- **What is needed**
Print the listing below in its entirety, character for character.

—————

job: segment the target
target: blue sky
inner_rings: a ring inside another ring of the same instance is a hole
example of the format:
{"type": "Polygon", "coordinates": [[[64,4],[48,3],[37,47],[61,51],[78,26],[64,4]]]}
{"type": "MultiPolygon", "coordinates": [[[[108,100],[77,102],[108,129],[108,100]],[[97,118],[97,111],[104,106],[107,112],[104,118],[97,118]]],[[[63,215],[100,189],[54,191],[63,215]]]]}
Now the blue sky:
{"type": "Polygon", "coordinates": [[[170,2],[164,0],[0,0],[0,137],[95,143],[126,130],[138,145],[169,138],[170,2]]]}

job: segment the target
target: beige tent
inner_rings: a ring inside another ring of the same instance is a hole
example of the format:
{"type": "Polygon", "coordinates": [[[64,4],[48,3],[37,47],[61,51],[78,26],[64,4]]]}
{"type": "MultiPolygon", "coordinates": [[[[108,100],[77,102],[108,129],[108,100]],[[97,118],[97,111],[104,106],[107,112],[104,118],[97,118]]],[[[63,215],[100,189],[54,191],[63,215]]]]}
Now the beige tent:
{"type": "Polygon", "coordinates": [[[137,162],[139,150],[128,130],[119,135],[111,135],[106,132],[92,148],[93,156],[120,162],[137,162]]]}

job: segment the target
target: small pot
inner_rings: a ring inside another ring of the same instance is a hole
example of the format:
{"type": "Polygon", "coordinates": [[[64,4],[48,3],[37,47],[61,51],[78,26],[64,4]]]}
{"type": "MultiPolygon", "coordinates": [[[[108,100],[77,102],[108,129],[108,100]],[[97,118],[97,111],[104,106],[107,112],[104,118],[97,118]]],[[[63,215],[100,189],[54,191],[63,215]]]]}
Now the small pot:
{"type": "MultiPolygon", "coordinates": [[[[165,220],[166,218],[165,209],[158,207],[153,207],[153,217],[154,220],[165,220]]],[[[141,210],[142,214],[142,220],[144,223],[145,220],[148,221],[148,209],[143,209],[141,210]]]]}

—————

- **Correct output**
job: segment the target
target: blue sky
inner_rings: a ring inside another ring of the same instance is a hole
example of the format:
{"type": "Polygon", "coordinates": [[[64,4],[48,3],[37,47],[61,51],[78,26],[64,4]]]}
{"type": "MultiPolygon", "coordinates": [[[[108,100],[77,102],[108,129],[108,100]],[[97,118],[97,111],[104,106],[107,112],[104,118],[97,118]]],[[[63,215],[100,189],[54,191],[63,215]]]]}
Now the blue sky:
{"type": "Polygon", "coordinates": [[[170,2],[164,0],[0,0],[0,137],[95,143],[126,130],[138,145],[169,138],[170,2]]]}

job: segment the target
target: beige tent
inner_rings: a ring inside another ring of the same instance is a hole
example of the format:
{"type": "Polygon", "coordinates": [[[64,4],[48,3],[37,47],[61,51],[78,26],[64,4]]]}
{"type": "MultiPolygon", "coordinates": [[[[108,100],[77,102],[108,129],[108,100]],[[97,118],[97,111],[104,106],[107,112],[104,118],[97,118]]],[[[63,215],[100,189],[54,191],[63,215]]]]}
Now the beige tent:
{"type": "Polygon", "coordinates": [[[137,162],[139,150],[128,130],[119,135],[111,135],[106,132],[92,148],[93,156],[120,162],[137,162]]]}

job: segment the target
target: small pot
inner_rings: a ring inside another ring of the same instance is a hole
example of the format:
{"type": "Polygon", "coordinates": [[[64,4],[48,3],[37,47],[61,51],[78,26],[64,4]]]}
{"type": "MultiPolygon", "coordinates": [[[[108,100],[77,102],[108,129],[108,100]],[[97,118],[97,111],[104,106],[107,112],[104,118],[97,118]]],[[[63,215],[100,189],[54,191],[63,215]]]]}
Now the small pot:
{"type": "MultiPolygon", "coordinates": [[[[165,220],[166,218],[165,209],[158,207],[153,207],[153,217],[154,220],[165,220]]],[[[141,210],[142,214],[142,220],[144,223],[145,220],[148,221],[148,209],[143,209],[141,210]]]]}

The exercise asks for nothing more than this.